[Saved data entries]
-=-=-
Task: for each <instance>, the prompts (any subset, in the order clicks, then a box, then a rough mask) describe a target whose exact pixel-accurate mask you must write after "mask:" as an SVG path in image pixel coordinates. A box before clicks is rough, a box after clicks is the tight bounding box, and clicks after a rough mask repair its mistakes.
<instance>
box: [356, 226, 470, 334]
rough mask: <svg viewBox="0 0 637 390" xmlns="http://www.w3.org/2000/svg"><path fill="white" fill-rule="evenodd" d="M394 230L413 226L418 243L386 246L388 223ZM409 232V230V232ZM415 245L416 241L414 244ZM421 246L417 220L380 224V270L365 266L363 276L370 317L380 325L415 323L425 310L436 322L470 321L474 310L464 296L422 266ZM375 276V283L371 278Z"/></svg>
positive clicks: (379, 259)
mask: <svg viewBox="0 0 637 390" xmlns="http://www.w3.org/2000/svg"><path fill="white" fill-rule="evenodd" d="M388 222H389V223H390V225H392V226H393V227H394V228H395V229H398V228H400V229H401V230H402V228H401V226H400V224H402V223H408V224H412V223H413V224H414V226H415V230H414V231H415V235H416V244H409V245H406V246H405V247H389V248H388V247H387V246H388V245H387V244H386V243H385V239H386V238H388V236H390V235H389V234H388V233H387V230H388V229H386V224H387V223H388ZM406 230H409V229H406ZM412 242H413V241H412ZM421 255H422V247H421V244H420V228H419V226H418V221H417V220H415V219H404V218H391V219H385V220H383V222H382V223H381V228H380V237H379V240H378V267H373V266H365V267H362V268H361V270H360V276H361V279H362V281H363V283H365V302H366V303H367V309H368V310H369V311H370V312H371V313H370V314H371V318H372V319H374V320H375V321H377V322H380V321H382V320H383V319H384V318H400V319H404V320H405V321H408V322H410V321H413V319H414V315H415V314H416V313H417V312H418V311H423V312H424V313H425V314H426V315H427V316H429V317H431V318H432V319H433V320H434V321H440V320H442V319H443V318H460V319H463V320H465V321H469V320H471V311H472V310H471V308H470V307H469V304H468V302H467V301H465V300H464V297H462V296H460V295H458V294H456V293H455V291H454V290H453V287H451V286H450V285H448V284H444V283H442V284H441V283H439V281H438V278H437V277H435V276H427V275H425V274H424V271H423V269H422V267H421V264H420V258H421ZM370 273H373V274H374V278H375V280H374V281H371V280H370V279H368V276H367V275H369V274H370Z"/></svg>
-=-=-
WORK REQUEST
What lines in the data above contain the word "instance"? Copy them all.

RESULT OF THE TASK
Task: for each <instance>, the prompts (any subset, in the order clicks, then a box, then a rough mask) describe a target whose exact pixel-accurate mask you must write after "mask:" as an SVG path in image pixel coordinates. A box before clicks is rough, a box after clicks is the tight bounding box, and clicks after a rough mask repair its mistakes.
<instance>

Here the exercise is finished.